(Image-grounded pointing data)
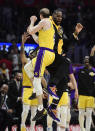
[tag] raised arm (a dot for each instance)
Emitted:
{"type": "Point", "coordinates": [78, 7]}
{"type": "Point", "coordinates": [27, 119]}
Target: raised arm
{"type": "Point", "coordinates": [23, 58]}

* Problem to work on
Leave the pictures out and copy the rest of the data exactly.

* Solved problem
[tag] raised arm (a dot for each instance)
Emitted:
{"type": "Point", "coordinates": [78, 7]}
{"type": "Point", "coordinates": [27, 119]}
Target: raised arm
{"type": "Point", "coordinates": [23, 58]}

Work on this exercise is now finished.